DOCUMENT TEXT:
[Start of Attachment]

James Forsyth James Forsyth

Divided nation: will Covid rules tear the country apart?

The north-south split could cost the Tories their majority

‘From this evening, I must give the British people a very simple instruction — you must stay at home,’ Boris Johnson declared on 23 March. At the beginning of the pandemic, when infection levels first began to rise, the country was all in it together. The prescription was a national one, and the Prime Minister could speak to the nation as one. Though infection levels have begun to surge again, the restrictions are now specific and local. The PM can no longer address the country as a whole, and this poses a problem for him.

Last time, at least, there could be no claims that the Tories were favouring one particular area at the expense of the rest. When London was hit hard and the South-West virtually unaffected, everyone was given (and obeyed) the same stay-at-home mandate. Cabinet ministers admit that one of the reasons a London-only lockdown was ruled out then was a fear that it would send out a message that life in the capital was more valuable than elsewhere.

Now, Scotland and Wales are doing things their way — Nicola Sturgeon is perhaps about to impose the strictest rules in the UK. Two-thirds of the north of England is under heightened restrictions, and has been for weeks. But in the south of the country, life carries on close to normal. This is a gift for those politicians whose stock-in-trade is arguing that ‘Westminster’ doesn’t care about them, and it makes the policy response harder too: what national economic support should be available when parts of the country are functioning fairly normally and other places are under intense restrictions?

The government’s plan so far has been to introduce a system of Covid alert levels, corresponding to three levels of restrictions. But the announcement of this scheme is being held up by two questions.

[End of Attachment]

BRIEF A: In the article on Covid rules, what fear led Cabinet ministers to rule out a London-only lockdown earlier in the pandemic?
BRIEF B: Reproduce the passage of the article on Covid rules between "James Forsyth James" and "problem for him.", inclusive.

DATA EXTRACT:
[Start of Attachment]

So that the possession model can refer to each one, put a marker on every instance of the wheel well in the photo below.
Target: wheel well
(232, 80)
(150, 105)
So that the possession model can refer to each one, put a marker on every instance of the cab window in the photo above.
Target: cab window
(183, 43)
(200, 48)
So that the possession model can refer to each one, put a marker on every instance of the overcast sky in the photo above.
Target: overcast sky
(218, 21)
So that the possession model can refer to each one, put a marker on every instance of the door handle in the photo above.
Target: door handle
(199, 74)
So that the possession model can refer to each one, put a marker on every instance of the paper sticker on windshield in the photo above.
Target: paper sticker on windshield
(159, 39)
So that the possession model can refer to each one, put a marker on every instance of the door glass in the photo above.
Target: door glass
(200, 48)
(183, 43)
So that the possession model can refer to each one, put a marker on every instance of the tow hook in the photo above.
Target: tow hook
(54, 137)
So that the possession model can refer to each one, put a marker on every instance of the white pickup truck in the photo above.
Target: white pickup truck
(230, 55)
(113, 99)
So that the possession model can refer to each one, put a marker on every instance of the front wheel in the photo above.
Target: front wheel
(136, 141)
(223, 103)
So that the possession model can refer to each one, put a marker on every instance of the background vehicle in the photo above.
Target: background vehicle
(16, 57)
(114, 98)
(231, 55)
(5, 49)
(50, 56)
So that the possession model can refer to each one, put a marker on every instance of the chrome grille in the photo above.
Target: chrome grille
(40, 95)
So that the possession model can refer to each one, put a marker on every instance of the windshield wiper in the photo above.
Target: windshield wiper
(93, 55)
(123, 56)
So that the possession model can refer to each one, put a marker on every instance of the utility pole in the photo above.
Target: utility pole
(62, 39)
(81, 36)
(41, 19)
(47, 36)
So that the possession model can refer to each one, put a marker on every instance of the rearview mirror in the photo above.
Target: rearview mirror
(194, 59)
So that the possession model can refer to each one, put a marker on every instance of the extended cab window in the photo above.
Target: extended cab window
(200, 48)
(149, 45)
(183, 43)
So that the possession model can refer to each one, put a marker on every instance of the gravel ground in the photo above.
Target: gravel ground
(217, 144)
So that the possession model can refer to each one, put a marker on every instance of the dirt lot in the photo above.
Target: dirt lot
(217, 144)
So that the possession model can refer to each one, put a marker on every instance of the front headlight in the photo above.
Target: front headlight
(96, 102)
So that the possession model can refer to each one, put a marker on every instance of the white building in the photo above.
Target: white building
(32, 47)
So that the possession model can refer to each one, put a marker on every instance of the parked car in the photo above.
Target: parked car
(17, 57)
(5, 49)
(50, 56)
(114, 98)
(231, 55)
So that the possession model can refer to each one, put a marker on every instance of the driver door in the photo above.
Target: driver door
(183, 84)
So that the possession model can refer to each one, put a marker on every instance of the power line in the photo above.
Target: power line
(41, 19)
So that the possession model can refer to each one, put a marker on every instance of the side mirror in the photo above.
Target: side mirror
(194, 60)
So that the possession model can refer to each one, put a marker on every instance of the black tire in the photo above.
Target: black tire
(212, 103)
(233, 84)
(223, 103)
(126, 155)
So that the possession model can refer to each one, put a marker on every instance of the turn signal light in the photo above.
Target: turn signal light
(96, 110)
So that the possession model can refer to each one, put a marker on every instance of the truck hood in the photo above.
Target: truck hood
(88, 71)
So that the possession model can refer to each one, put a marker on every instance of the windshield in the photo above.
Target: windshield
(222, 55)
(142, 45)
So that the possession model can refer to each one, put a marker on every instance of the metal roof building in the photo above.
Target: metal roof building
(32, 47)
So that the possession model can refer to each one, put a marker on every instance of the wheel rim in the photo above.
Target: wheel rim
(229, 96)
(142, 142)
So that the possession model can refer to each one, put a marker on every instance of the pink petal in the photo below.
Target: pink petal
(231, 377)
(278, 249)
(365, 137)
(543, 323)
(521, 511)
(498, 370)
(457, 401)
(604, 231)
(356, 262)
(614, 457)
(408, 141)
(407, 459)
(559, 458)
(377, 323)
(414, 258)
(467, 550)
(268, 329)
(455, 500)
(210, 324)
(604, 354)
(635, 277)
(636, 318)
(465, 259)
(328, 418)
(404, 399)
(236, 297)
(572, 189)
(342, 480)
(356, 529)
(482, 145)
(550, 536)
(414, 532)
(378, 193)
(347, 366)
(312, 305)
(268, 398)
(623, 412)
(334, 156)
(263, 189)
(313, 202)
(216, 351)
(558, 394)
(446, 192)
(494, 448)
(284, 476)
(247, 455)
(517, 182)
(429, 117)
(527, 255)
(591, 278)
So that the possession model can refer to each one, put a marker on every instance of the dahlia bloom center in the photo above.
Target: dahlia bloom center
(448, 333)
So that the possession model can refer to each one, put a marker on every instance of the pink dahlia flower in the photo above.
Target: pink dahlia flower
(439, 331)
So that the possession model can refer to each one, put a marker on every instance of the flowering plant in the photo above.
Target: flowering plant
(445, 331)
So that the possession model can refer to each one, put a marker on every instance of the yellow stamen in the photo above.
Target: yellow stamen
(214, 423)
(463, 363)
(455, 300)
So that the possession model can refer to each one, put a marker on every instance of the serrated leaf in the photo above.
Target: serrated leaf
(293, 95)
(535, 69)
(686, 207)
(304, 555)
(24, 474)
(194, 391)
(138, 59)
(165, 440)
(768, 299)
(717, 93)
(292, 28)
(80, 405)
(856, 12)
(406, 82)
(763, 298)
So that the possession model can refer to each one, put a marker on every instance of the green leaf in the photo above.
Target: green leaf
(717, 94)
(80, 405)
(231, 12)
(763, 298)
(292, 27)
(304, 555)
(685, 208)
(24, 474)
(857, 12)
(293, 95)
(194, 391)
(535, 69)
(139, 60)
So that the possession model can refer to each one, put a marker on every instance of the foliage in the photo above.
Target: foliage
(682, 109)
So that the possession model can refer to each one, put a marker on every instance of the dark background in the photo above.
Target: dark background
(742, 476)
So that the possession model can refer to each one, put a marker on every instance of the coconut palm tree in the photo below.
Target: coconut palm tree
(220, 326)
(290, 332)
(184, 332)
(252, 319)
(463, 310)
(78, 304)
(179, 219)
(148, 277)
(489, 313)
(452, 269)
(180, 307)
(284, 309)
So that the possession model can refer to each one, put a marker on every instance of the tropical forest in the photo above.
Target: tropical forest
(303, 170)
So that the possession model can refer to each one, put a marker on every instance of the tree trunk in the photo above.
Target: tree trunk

[End of Attachment]

FINAL ANSWER A: They feared it would send out a message that life in the capital was more valuable than elsewhere.

FINAL ANSWER B:
James Forsyth James Forsyth

Divided nation: will Covid rules tear the country apart?

The north-south split could cost the Tories their majority

‘From this evening, I must give the British people a very simple instruction — you must stay at home,’ Boris Johnson declared on 23 March. At the beginning of the pandemic, when infection levels first began to rise, the country was all in it together. The prescription was a national one, and the Prime Minister could speak to the nation as one. Though infection levels have begun to surge again, the restrictions are now specific and local. The PM can no longer address the country as a whole, and this poses a problem for him.